── PAGE EXTRACT ──
Keys to the kingdom: Proctortrack
These are my findings, and my take on a story that ConsumerReports.org covered here, relating to the ProctorTrack breach and the source code leak.
Huge thanks to Thomas Germain and Bill Fitzgerald at CR, and Erik!
Prologue
I occasionally look at @antiproprietary on Twitter to track leaks, and I noticed that the Proctortrack source code was leaked one day. I wasn't really interested in it at the time, and I didn't have a Telegram account, so I let it pass.
Then, I heard of an incident where Proctortrack's front page was defaced and replaced with a rickroll, and emails with abusive language were sent out to a few students, in what appeared to be a security breach. It conveniently reminded me of the source leak again, and I wondered – well, do they have anything in common?
So I set out to try and get a copy of the code. I didn't have a Telegram account, but that wasn't a showstopper – someone on that group linked their Telegram account to a public telemetry and advertising dashboard, and I got the sources from there.
Secrets
My first natural instinct was to look for secrets – and oh boy did I find them in spades. I think Patrick Jackson, CTO of Disconnect, put it best – Proctortrack's code was a ticking time bomb.
I ran a secret searching tool, TruffleHog3, and it came back with a report over 80MB in size – containing credentials for everything from Cloudfront (their CDN) to S3 (the place where all information is stored) to LinkedIn (because you could link LinkedIn accounts, for some reason).
Put quite literally, just this source code alone possibly had keys to the entire kingdom.
In a config file that's in source control:
AWS_CLOUDFRONT_ID = "[REDACTED]"
AWS_CLOUDFRONT_KEY_ID = "[REDACTED]"
# ...
AWS_S3_ACCESS_KEY_ID = "[REDACTED]"
AWS_S3_SECRET_ACCESS_KEY = "[REDACTED]"
(all redactions above mine, and those are just a few)
I did not test any of these production credentials – doing so would be probably unethical and probably illegal – but I can assure you they exist and that they have every sign of being legitimate.
Those passwords and the information on hand would provide enough to access every last bit of student data – from their biometrics to their exam recordings to their bedrooms.
They claim the secrets were replaced before production – but as Jackson confirmed in the CR article, there was nothing in the code to indicate that was the case – and that would not explain the breach that happened.
Tracing the source's history, some of those credentials have existed unchanged for almost 6 years – which raises the question if any Proctortrack engineer could have accessed any student data too.
Code Smell
There's more than secrets that's wrong with the code; what leaked was their entire history, not just the most current version. You find funny things, like “make tests pass” and then just skipping or wholesale commenting out tests, or fun things like:
def create_test(self):
'''
I am not even going to bother with this because our installation is broken and we can't create tests reliably
'''
or else, commit logs like:
* Dockerfile
* fix Dockerfile
* fix Dockerfile
* fix Dockerfile
* facepalm
* facepalm again
Yikes. I guess I'm happy I'm still a student, not someone working on unmaintainable software (:
Bonus: Please do not include PII in version control
I managed to find a full name, a phone number, an address, and a date of birth sitting in the commit history. It's not in the latest snapshot, but it still leaked, and the address appears to be still valid from information I found online. For obvious reasons I won't be saying whose it is or where to find it. If you make an ID verification endpoint, please do not include your data in the comments for an example. Use some placeholder data instead.
───
── EXTRACTED DATA ──
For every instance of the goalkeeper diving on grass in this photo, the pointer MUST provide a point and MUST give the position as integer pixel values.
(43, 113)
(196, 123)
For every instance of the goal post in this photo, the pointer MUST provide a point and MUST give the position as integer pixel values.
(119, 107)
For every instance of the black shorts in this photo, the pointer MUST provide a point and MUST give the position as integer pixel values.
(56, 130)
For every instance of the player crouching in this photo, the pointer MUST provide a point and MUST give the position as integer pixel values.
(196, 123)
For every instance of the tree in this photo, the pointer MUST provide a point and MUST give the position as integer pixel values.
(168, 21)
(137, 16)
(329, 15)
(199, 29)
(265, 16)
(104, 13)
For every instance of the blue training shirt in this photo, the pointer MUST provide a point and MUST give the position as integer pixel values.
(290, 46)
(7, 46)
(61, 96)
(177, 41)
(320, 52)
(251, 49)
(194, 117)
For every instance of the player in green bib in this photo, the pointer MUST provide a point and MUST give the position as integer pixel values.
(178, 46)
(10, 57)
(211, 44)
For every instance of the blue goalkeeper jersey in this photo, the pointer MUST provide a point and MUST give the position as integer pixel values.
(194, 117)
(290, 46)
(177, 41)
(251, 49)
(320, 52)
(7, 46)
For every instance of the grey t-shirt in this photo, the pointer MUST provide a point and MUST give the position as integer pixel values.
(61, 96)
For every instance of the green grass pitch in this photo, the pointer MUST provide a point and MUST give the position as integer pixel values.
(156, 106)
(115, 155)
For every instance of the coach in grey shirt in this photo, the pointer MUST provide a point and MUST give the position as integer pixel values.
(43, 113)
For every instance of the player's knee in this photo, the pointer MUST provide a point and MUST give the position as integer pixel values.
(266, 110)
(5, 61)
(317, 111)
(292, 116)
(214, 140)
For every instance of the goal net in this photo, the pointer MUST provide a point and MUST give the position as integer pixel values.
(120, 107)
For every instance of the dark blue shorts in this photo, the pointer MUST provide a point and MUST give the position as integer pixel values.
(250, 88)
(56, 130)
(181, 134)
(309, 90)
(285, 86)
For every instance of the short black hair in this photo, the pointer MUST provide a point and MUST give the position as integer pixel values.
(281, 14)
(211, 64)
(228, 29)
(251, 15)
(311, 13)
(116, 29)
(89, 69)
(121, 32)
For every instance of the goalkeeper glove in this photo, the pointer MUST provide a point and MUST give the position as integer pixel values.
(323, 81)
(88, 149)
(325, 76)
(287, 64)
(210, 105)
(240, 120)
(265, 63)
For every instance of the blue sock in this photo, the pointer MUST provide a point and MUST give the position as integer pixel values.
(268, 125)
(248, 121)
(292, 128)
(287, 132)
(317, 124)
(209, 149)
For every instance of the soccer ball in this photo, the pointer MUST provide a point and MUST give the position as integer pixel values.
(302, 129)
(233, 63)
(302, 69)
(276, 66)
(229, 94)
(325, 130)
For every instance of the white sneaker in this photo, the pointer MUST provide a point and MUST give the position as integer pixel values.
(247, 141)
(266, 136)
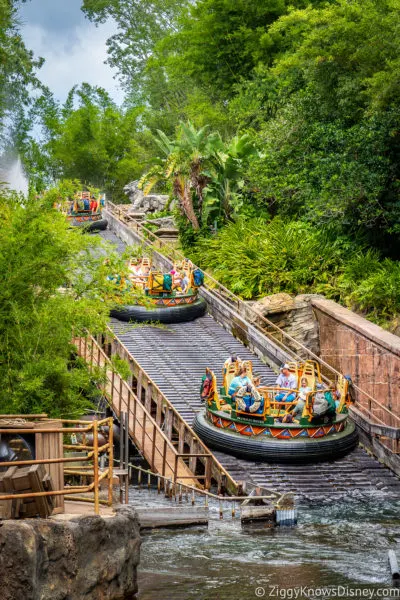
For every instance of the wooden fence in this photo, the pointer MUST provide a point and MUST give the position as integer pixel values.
(263, 336)
(50, 434)
(163, 437)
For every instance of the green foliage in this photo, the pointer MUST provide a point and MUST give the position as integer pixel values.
(17, 72)
(88, 138)
(254, 258)
(205, 174)
(54, 287)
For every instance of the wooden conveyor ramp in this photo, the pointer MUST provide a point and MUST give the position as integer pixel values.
(154, 445)
(175, 359)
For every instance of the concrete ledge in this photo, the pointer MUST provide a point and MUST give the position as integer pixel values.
(379, 336)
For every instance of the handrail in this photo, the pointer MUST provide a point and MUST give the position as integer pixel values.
(171, 407)
(156, 433)
(130, 392)
(227, 296)
(92, 456)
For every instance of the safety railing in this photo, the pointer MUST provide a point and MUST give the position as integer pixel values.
(152, 441)
(371, 409)
(178, 491)
(84, 452)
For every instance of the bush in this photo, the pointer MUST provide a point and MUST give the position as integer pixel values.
(255, 258)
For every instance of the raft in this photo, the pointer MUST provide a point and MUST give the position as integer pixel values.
(281, 444)
(177, 312)
(90, 222)
(165, 301)
(270, 433)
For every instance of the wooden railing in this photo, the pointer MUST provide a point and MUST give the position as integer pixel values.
(91, 453)
(373, 411)
(153, 435)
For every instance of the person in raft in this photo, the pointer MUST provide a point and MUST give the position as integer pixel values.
(287, 381)
(93, 204)
(241, 380)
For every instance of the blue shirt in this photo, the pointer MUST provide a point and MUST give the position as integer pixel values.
(238, 382)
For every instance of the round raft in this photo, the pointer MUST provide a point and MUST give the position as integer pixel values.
(88, 222)
(290, 444)
(176, 313)
(255, 423)
(170, 297)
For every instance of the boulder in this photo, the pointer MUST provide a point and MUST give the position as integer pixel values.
(79, 558)
(141, 203)
(292, 314)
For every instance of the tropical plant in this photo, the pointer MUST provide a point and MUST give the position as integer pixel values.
(55, 285)
(205, 173)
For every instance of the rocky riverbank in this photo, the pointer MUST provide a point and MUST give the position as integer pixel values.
(76, 558)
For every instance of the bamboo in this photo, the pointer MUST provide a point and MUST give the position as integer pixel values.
(110, 461)
(96, 467)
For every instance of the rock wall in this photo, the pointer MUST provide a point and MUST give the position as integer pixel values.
(357, 347)
(294, 315)
(146, 204)
(82, 558)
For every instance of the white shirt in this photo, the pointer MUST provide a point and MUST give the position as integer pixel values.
(289, 382)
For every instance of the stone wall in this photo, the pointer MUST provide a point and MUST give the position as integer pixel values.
(82, 558)
(292, 314)
(357, 347)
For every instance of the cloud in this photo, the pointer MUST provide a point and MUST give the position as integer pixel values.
(52, 15)
(73, 55)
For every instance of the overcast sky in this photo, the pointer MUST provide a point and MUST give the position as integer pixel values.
(73, 47)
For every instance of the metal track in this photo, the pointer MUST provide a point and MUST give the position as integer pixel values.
(176, 357)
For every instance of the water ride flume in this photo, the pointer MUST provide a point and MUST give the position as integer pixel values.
(85, 211)
(305, 422)
(168, 297)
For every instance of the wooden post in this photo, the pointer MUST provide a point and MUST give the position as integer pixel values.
(110, 459)
(208, 468)
(153, 449)
(168, 423)
(134, 417)
(120, 394)
(149, 390)
(159, 409)
(96, 466)
(181, 439)
(112, 387)
(143, 431)
(139, 386)
(50, 445)
(193, 460)
(164, 457)
(127, 458)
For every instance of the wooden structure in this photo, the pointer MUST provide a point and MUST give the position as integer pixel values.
(189, 461)
(260, 334)
(36, 486)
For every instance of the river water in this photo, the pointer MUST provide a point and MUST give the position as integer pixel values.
(341, 546)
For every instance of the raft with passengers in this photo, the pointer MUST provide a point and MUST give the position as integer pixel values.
(171, 297)
(85, 211)
(300, 419)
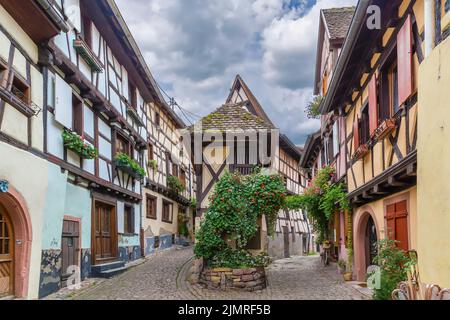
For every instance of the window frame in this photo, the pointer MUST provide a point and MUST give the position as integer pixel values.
(154, 201)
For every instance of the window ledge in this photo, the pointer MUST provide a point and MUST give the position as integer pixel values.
(86, 53)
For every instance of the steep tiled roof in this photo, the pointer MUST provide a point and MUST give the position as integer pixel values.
(231, 117)
(338, 21)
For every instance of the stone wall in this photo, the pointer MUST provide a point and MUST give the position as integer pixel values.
(252, 279)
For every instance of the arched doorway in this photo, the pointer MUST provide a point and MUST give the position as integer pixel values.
(371, 248)
(6, 255)
(15, 257)
(365, 241)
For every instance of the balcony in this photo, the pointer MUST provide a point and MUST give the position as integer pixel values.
(360, 152)
(385, 128)
(86, 53)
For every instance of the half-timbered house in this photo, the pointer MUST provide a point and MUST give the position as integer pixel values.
(24, 178)
(433, 220)
(373, 94)
(333, 28)
(246, 138)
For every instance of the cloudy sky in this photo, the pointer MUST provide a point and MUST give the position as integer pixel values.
(195, 48)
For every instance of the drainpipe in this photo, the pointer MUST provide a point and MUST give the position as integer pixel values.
(429, 12)
(56, 18)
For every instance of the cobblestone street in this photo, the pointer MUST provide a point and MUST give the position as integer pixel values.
(163, 276)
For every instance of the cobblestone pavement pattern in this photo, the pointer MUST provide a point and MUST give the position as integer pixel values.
(163, 276)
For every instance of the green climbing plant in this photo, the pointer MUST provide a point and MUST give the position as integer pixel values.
(232, 218)
(321, 201)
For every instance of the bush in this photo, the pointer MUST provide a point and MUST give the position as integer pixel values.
(393, 263)
(235, 206)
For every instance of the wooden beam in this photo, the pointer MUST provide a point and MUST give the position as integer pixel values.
(395, 183)
(378, 190)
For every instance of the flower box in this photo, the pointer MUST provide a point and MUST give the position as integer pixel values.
(86, 53)
(360, 152)
(124, 163)
(384, 129)
(77, 144)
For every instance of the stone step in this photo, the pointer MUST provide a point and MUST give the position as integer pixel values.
(96, 270)
(112, 272)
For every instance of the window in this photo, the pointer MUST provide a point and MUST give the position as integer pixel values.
(174, 170)
(157, 119)
(364, 130)
(122, 145)
(128, 220)
(183, 177)
(77, 118)
(150, 152)
(87, 30)
(21, 89)
(151, 207)
(389, 104)
(167, 212)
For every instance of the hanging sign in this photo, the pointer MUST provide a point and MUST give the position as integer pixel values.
(4, 186)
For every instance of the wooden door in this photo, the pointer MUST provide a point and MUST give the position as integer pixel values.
(70, 248)
(286, 242)
(397, 224)
(105, 242)
(6, 256)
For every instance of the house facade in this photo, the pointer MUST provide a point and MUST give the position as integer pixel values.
(237, 137)
(376, 109)
(81, 121)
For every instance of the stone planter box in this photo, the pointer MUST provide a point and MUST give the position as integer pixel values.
(252, 279)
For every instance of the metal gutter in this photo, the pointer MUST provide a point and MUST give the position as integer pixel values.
(56, 18)
(349, 44)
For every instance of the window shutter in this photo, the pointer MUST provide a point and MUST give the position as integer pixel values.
(404, 56)
(373, 105)
(356, 133)
(63, 103)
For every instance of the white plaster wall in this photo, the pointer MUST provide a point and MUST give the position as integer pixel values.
(18, 34)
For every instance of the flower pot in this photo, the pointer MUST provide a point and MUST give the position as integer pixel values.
(348, 276)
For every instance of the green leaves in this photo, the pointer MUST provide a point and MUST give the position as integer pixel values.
(235, 206)
(124, 160)
(393, 263)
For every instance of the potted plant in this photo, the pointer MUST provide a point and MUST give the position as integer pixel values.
(342, 266)
(78, 144)
(128, 165)
(153, 164)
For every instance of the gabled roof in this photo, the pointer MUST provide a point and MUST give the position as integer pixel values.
(232, 117)
(142, 65)
(254, 107)
(337, 21)
(333, 25)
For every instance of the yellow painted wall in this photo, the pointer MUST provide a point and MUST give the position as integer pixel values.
(434, 167)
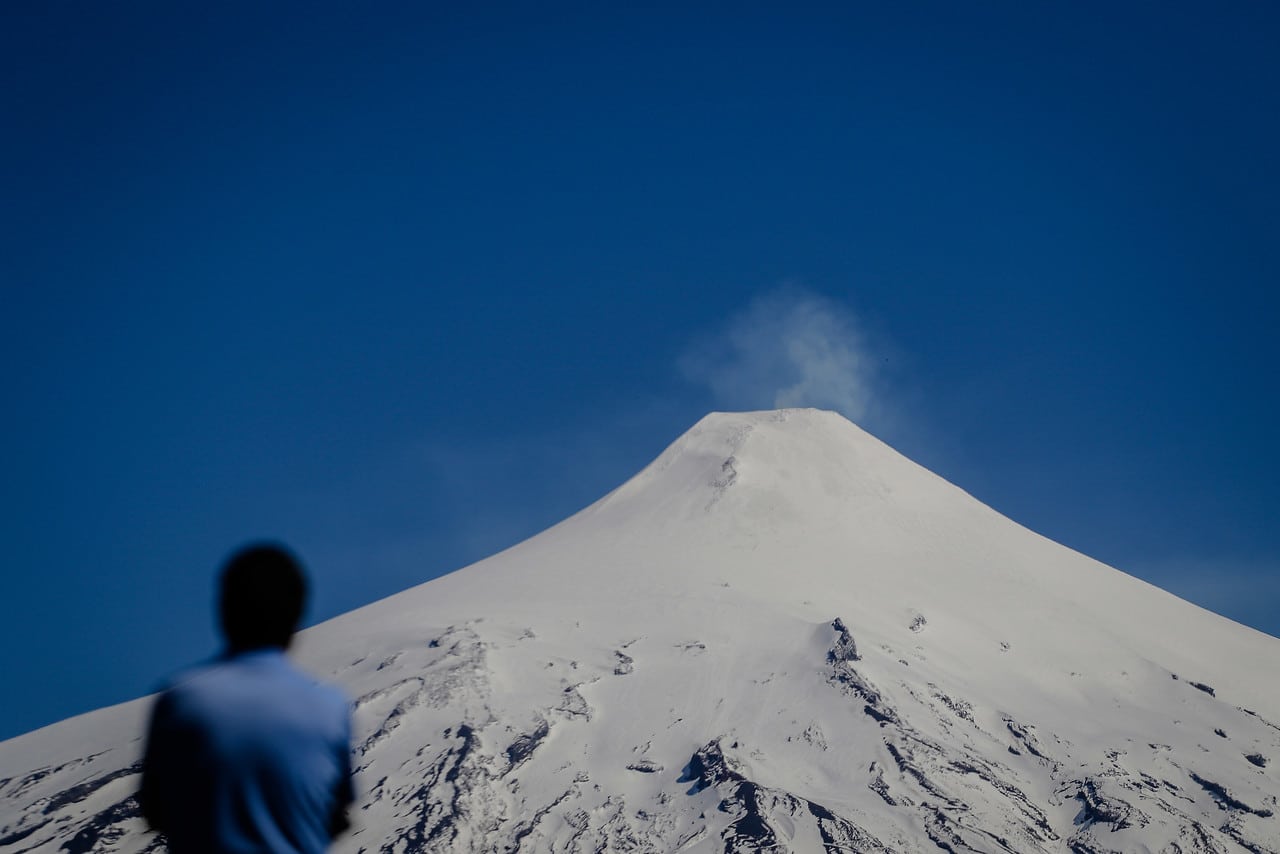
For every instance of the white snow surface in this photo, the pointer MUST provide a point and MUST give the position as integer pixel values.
(781, 635)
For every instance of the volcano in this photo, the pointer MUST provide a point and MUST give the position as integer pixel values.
(781, 635)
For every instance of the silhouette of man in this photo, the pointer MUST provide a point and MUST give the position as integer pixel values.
(246, 753)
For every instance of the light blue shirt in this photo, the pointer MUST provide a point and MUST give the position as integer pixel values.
(247, 754)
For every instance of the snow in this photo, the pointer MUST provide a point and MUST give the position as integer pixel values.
(662, 671)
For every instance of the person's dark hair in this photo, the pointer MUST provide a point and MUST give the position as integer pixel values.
(261, 594)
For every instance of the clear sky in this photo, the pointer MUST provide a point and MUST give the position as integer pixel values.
(406, 283)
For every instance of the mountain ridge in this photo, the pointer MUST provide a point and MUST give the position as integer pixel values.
(778, 633)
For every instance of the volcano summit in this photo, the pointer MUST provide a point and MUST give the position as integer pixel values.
(781, 635)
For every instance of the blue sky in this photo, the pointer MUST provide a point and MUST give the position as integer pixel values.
(403, 284)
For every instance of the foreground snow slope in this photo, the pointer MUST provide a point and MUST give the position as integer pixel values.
(781, 635)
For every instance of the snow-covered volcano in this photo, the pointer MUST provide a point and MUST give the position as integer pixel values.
(781, 635)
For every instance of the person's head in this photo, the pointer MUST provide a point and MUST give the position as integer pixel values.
(261, 593)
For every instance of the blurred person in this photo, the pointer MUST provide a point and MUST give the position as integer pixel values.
(247, 753)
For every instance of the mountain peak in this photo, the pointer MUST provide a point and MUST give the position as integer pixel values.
(781, 635)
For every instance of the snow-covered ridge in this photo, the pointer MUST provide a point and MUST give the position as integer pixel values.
(780, 634)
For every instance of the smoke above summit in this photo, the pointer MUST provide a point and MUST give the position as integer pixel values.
(789, 347)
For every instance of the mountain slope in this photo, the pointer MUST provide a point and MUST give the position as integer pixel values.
(781, 635)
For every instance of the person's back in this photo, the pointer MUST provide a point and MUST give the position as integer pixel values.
(248, 753)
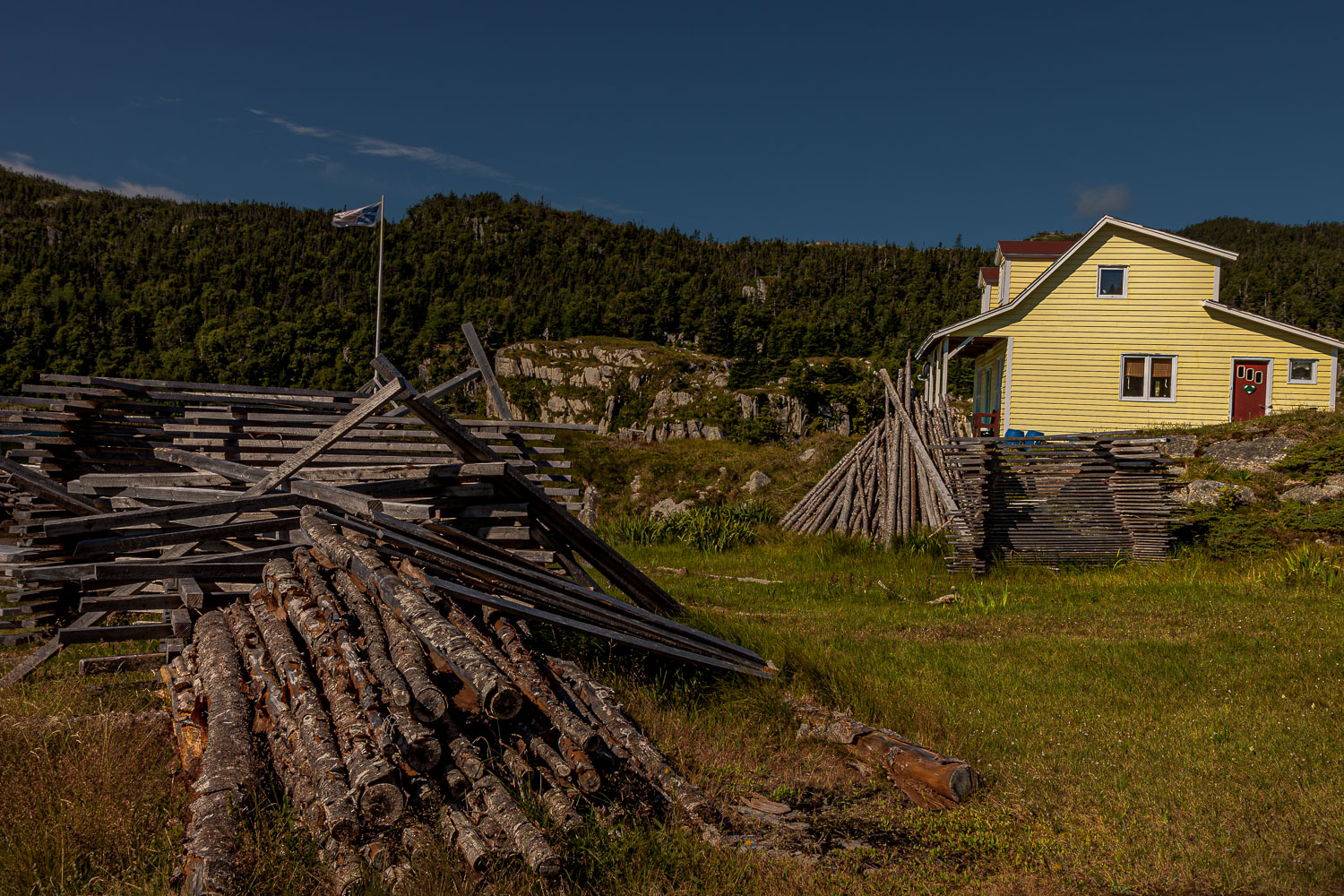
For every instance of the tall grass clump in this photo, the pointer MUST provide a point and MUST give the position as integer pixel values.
───
In the Proctortrack write-up, what size was the report returned by the secret searching tool TruffleHog3?

Over 80MB.